====== Extracted entries

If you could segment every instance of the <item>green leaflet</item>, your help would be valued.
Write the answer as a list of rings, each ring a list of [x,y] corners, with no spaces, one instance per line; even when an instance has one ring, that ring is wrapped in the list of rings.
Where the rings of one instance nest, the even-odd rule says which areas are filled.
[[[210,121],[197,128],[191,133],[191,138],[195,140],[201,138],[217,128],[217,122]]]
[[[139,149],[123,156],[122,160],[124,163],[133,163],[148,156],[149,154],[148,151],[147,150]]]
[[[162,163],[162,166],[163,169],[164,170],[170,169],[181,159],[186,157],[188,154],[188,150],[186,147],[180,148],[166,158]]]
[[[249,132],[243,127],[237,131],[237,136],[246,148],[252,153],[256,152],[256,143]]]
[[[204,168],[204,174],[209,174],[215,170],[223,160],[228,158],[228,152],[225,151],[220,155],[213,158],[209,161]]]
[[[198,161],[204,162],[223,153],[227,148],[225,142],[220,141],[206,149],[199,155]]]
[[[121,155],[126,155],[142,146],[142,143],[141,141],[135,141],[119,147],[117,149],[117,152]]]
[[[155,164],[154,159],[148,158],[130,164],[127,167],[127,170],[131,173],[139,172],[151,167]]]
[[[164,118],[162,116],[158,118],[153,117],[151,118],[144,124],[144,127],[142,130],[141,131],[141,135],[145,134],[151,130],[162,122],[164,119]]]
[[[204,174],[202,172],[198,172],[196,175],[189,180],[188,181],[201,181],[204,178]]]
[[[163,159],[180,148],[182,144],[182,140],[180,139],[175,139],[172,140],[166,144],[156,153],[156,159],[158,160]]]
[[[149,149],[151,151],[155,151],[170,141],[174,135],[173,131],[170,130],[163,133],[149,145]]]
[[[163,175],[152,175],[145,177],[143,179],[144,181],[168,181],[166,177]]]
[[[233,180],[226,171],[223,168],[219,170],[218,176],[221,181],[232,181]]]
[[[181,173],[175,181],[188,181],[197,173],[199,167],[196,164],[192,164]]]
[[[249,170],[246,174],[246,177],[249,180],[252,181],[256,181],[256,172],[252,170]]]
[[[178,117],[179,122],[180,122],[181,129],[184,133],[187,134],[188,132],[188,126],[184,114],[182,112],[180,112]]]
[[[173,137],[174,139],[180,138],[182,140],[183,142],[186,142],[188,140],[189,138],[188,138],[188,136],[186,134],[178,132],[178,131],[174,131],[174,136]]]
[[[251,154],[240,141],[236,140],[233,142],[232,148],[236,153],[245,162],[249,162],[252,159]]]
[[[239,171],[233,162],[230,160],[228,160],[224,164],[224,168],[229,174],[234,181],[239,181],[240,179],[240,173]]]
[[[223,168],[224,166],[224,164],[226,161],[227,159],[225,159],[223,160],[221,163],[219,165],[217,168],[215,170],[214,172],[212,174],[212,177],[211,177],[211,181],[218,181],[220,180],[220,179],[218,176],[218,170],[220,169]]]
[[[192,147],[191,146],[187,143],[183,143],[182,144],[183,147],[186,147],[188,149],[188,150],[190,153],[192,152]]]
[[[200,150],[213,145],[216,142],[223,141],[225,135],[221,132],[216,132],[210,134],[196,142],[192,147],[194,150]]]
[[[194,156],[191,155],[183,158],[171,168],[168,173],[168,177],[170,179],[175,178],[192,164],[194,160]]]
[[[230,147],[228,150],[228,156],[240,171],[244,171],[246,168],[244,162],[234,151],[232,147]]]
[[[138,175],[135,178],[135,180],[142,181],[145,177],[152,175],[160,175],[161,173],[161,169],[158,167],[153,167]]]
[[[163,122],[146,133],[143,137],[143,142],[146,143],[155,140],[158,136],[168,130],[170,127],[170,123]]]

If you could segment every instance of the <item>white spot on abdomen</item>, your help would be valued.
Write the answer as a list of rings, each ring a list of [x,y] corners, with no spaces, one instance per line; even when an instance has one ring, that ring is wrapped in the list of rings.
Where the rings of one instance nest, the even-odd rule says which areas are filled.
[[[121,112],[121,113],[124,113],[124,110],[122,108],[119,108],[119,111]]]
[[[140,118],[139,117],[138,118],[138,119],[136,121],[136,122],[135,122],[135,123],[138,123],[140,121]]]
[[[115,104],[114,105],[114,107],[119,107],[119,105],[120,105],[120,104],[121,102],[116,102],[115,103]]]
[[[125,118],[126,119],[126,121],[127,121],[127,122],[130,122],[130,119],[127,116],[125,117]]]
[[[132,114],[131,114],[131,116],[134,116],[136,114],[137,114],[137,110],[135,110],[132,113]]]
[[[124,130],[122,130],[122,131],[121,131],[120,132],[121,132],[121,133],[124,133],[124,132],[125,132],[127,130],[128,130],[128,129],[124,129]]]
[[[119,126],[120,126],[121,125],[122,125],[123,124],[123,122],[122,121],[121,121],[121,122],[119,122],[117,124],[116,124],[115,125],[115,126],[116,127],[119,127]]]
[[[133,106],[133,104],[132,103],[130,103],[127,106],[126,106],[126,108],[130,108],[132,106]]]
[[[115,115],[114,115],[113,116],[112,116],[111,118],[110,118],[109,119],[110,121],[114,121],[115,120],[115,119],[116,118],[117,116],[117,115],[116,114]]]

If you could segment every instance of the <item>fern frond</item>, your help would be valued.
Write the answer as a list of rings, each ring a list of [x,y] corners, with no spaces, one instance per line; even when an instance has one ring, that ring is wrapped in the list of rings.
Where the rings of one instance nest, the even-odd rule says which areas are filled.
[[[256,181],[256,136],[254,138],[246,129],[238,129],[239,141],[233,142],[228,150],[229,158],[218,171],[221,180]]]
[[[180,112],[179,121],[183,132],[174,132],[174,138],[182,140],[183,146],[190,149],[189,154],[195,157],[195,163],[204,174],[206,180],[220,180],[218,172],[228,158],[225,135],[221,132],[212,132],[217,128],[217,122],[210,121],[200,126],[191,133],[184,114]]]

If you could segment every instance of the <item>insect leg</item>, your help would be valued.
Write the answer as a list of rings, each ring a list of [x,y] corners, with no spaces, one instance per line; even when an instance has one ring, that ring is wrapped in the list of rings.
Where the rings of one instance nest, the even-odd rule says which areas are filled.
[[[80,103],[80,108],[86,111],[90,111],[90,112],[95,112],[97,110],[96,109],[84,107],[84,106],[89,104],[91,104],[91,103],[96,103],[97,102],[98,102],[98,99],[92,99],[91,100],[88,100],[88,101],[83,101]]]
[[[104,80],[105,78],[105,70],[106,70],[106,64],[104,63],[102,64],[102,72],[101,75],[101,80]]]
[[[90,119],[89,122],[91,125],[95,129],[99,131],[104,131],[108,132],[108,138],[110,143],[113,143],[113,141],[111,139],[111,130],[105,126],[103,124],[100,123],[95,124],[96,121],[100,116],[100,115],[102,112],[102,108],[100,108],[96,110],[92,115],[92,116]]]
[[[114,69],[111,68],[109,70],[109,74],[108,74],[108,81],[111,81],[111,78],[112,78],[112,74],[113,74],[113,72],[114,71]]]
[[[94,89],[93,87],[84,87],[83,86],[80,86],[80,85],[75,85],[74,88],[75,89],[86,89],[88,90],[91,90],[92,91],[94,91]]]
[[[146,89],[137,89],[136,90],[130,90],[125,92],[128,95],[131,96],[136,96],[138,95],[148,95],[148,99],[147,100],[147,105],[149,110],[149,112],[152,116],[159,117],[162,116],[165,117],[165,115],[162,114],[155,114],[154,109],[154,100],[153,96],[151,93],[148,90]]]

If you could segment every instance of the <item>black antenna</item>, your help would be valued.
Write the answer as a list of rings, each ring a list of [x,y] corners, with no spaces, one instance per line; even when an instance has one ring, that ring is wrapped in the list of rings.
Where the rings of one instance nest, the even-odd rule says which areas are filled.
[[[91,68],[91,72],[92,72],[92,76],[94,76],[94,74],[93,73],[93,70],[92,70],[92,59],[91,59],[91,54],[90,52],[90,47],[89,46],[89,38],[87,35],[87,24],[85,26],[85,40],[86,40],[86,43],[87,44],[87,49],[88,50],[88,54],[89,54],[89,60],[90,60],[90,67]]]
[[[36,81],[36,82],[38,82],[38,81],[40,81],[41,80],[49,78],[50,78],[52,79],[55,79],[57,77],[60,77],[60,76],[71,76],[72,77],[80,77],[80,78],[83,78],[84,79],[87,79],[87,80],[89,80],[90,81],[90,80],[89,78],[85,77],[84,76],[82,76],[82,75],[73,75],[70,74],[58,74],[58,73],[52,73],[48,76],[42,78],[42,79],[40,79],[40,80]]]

============

Pull out every line of the records that contains the string "spot" and copy each one unchanged.

If you could segment every instance of the <item>white spot on abdomen</item>, your help would be valued.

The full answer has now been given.